Working data:
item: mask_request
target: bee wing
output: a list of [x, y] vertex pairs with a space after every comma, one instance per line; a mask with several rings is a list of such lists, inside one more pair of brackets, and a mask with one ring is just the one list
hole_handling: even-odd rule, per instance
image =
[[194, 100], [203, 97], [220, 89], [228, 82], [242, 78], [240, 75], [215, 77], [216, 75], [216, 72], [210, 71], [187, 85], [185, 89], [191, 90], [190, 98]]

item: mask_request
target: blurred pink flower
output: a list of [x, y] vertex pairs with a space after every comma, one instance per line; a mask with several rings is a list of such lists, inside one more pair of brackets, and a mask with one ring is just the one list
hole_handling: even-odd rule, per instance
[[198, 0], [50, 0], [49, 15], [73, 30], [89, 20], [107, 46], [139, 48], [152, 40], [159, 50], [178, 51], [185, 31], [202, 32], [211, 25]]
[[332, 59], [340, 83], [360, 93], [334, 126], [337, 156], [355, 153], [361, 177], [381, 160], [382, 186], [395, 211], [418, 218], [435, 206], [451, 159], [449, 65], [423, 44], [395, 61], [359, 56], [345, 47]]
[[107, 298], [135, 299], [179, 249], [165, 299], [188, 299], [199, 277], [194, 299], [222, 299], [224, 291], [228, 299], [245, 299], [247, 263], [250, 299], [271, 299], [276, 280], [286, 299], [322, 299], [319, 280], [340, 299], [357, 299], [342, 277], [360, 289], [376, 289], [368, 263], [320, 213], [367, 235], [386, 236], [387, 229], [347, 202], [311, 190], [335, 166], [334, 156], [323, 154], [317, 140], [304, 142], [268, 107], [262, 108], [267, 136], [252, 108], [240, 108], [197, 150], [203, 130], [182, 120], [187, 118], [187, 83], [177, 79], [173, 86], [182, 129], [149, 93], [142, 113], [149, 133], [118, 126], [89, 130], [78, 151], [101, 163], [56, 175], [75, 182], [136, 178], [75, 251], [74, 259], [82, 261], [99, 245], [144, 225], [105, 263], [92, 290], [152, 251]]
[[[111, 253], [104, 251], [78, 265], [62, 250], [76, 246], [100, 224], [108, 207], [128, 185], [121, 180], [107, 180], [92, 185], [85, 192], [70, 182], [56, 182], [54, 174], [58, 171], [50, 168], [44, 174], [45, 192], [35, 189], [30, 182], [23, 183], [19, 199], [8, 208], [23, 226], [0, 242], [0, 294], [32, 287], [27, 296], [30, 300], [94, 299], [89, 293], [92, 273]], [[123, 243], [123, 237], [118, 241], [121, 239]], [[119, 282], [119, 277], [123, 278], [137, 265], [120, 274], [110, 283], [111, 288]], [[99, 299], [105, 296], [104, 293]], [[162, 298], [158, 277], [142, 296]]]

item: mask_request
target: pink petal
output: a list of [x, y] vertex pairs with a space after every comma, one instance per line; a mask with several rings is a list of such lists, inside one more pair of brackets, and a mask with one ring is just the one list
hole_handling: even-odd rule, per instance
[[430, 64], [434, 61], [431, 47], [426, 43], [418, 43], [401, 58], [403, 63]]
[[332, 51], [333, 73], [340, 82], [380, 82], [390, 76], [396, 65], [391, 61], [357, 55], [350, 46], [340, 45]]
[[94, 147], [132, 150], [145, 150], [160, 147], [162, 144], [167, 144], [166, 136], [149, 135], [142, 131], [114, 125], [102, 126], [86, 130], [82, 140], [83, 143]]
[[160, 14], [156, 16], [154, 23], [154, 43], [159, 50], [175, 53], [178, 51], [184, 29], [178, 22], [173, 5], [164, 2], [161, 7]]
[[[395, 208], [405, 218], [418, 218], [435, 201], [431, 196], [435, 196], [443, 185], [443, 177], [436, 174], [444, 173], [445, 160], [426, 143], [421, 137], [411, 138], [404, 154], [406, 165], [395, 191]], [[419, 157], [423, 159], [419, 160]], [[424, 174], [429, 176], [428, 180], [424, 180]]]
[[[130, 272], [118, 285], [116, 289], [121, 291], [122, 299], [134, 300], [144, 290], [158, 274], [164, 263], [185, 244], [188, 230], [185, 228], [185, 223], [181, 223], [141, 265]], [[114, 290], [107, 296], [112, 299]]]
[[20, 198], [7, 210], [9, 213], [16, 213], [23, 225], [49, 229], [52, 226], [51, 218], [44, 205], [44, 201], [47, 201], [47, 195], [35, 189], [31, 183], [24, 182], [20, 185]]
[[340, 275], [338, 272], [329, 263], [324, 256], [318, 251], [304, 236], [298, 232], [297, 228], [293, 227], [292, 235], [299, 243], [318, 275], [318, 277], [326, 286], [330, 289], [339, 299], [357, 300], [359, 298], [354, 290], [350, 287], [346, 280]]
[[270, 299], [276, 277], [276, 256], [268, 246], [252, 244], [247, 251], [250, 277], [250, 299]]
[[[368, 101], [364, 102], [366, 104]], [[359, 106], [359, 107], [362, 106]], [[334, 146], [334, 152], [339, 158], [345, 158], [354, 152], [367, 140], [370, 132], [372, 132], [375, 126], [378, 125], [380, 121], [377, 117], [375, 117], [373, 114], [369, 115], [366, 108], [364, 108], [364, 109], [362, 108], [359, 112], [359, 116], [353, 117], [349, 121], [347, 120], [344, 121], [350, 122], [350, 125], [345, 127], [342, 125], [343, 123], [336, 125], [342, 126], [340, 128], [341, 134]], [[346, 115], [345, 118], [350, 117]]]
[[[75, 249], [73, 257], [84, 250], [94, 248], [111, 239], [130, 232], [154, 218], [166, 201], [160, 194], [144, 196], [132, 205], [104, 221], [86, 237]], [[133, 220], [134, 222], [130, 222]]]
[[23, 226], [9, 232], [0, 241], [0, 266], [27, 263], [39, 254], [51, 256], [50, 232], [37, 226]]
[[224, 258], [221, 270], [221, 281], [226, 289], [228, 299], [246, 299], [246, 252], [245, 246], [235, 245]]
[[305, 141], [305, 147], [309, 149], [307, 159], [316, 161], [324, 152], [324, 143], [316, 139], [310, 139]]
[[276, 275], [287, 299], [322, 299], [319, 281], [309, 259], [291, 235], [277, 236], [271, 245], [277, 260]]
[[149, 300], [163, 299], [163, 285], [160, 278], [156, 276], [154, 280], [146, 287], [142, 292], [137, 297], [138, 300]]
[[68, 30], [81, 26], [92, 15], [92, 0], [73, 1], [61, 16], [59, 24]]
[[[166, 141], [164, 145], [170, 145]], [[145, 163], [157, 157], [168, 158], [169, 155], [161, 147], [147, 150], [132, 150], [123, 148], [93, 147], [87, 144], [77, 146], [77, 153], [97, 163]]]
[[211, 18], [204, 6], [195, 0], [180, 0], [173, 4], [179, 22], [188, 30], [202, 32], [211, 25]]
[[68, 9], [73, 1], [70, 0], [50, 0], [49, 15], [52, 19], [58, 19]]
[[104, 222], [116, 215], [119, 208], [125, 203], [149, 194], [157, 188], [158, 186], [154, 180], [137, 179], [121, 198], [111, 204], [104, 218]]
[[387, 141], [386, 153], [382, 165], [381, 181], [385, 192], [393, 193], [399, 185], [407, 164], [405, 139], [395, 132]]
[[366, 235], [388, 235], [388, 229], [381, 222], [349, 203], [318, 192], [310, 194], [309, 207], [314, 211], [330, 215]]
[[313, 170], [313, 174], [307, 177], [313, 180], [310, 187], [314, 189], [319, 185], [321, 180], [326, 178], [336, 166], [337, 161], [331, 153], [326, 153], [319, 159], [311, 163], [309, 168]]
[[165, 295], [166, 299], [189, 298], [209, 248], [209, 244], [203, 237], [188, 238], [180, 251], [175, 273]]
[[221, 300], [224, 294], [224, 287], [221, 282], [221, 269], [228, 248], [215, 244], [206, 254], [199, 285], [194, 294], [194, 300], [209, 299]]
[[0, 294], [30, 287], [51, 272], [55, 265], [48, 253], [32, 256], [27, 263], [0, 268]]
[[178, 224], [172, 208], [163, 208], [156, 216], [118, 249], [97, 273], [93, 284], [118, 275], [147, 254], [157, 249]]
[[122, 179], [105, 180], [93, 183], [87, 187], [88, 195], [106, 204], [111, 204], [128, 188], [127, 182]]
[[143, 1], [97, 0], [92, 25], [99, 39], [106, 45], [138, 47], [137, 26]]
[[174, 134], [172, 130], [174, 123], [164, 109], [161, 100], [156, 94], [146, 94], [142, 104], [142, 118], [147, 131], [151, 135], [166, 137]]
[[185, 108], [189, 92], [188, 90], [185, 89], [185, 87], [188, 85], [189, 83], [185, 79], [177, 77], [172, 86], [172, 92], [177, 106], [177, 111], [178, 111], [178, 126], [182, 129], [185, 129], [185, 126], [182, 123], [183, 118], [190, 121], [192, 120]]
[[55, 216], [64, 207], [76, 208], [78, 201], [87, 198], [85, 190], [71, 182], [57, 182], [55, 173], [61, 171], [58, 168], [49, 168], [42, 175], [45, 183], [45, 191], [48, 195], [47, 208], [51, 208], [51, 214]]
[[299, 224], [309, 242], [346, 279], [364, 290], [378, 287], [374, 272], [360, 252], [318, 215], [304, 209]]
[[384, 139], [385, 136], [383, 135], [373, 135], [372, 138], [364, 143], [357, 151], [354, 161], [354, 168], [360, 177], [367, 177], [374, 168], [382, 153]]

Goal: Set out the part of the records that runs from the very start through the line containing "90], [190, 98]]" as a JSON list of strings, one string per line, leaving out blank lines.

Task solution:
[
  "item: mask_request",
  "target: bee wing",
  "output: a list of [x, y] vertex pairs with a space after every comma, one instance per line; a mask with several rings is a list of such lists, inside one more pair of brackets, and a mask with one ring is just the one list",
  "hole_handling: even-odd rule, per instance",
  "image =",
  "[[194, 100], [203, 97], [220, 89], [228, 82], [242, 78], [240, 75], [215, 77], [216, 75], [216, 72], [210, 71], [187, 85], [185, 89], [191, 90], [190, 98]]"
]